(Beginning of Extract)

MicroRNA molecules can act as an important tool for the detection of ovarian cancer. Chung et al. (15) reported let-7b, miR-26a, miR-132, and miR-145 as potential biomarkers in ovarian cancer patients. Among the results of Yuan et al.’s (16) study, has-miR-6784-5p, has-miR-6800-5p, and has-miR-5100 are indicating ovarian-associated cancer signature. Jeon et al. (17) reported that the serum and tissue miR-1290 was significantly elevated in patients with epithelial ovarian cancer compared with patients with benign ovarian neoplasm. Chen et al. (18) reported a total of 19 miRNAs, which were identified by random forest models, that were important in cancer diagnosis. In this study, the top five miRNAs with the highest frequency were chosen to be the biomarker candidates for cancer screening, which has-miR-3184-5p achieved a high rank. Yaghoobi et al. (19) proposed a method called EBST that has identified 11 serum miRNAs as potential biomarkers associated with ovarian cancer; among the miRNAs set, has-miR-1228-5p and has-miR-6784-5p were also reported. Zhang et al. (20) reported the four miRNA models that showed very strong performances with AUCs > 0.95 in the biliary tract, bladder, colorectal, esophageal, gastric, glioma, liver, ovarian, pancreatic, and prostate cancers. This study provides proof-of-concept data in demonstrating that the four miRNA (hsa-miR-5100, hsa-miR-1343-3p, hsa-miR-1290, and hsa-miR-4787-3p) model has the potential to be developed into a simple, inexpensive, and non-invasive blood test for the early detection of multiple cancers with high accuracy. Using statistical approaches, Hamidi et al. (21) identified 10 miRNAs regulated in ovarian serum cancer samples compared with non-cancer samples in the publicly available data set GSE106817: hsa-miR-5100, hsa-miR-6800-5p, hsa-miR-1233-5p, hsa-miR-4532, hsa-miR-4783-3p, hsa-miR-4787-3p, hsa-miR-1228-5p, hsa-miR-1290, hsa-miR-3184-5p, and hsa-miR-320b. However, the approach of the previous study (21) failed to take into account the non-linearity structure in big data; therefore, in this paper, we are implementing a new machine-learning variable selection approach called Boruta to address this problem. We will observe that the new miRNAs will be explored by the new method that has not been recognized in the traditional methods.

1.2. Novel contributions

It is important to note that the choice of feature selection (FS) method should be tailored to the specific characteristics of the data set and research question at hand. Gene expression data are the representation of non-linear interactions among genes (22). By computing analysis of these data, it is expected to gain knowledge of gene functions and disease mechanisms. Statistical methods can only identify linear patterns, while non-linear patterns of relationships remain hidden. As mentioned in many research (23–29), Boruta has superior advantages in terms of feature selection accuracy, stability, and classification performance across different domains such as protein subcellular localization and credit risk assessment, however, especially in microarray data sets of ovarian cancer that have been rarely used before. This is based on some studies on the stability of Boruta (30–32) as a machine-learning method that can more accurately discover new miRNAs that were hidden in statistical methods. Therefore, this work attempts an innovation in two important issues: the identification of new miRNAs based on complex non-linear structures and the comparison of new results with the previous ones, which will be described in the results and discussion section.

(End of Extract)

### [What this exercise asks]
• A. From the ovarian cancer passage, list the microRNAs that Chung et al. reported as potential biomarkers in ovarian cancer patients.
• B. Write the next part of the ovarian cancer passage, picking up after its final sentence.

(Beginning of Recorded data)

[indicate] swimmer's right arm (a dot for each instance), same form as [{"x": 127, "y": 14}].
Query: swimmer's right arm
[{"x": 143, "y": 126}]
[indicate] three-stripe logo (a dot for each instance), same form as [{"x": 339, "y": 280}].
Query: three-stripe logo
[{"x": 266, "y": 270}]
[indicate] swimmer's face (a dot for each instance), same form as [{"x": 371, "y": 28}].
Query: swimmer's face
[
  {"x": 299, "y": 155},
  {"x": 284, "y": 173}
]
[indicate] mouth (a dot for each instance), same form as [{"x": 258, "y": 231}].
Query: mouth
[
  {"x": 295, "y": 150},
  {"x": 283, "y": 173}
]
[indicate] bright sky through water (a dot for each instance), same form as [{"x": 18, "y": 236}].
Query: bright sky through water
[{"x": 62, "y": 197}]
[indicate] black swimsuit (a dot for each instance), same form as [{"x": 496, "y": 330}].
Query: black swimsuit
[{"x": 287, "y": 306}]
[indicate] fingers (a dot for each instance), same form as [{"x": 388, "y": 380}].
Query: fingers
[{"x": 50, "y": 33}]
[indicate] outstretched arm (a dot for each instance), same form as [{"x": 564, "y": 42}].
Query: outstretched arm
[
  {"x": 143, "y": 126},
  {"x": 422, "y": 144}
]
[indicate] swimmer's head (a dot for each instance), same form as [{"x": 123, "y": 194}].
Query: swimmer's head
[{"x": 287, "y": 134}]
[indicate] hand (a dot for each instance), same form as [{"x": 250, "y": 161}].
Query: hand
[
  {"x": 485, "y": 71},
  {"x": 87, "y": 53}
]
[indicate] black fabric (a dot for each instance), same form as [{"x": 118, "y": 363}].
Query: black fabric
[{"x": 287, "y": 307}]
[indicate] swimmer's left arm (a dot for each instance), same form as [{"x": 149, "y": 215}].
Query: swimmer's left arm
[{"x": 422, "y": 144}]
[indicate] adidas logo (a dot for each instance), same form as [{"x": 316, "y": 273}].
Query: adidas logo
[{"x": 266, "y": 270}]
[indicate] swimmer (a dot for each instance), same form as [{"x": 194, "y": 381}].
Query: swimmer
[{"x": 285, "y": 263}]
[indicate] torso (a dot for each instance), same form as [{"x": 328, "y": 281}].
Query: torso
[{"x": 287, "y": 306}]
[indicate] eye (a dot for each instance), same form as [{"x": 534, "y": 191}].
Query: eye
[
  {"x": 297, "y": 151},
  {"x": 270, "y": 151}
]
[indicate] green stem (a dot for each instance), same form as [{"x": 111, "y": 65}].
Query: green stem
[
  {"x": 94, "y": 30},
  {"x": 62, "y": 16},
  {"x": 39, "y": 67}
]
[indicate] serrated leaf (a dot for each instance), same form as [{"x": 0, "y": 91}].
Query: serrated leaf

(End of Recorded data)

### [Your responses]
• A. let-7b, miR-26a, miR-132, miR-145

• B.
2. Materials and methods

To identify a robust circulating miRNA biomarker, we searched the Gene Expression Omnibus (GEO) database with specific keywords, namely, (“ovarian neoplasms” [MeSH Terms] OR ovarian cancer [All Fields]) AND “Homo sapiens” [porgn] AND “MicroRNAs” [MeSH Terms] OR miRNA [All Fields]. Then, three data sets using the same platform (3D-Gene Human miRNA V21_1.0.0) with a larger sample size GSE106817, GSE113486, and GSE113740 were included (385 ovarian cancer patients and 3,026 non-cancer controls in total) for further analysis. The GSE106817 has 320 ovarian cancer patients with an average age of 52 years and 2,759 non-cancer controls that were used as the internal discovery data set, and the GSE113486 has 40 ovarian cancer patients and 52 non-cancer controls. The GSE113740 has 25 ovarian cancer patients, and 215 non-cancer controls were used for independent validation data sets. This study was approved by the ethics committee of Tabriz University of Medical Sciences (no.: IR.TBZMED.REC.1400.006).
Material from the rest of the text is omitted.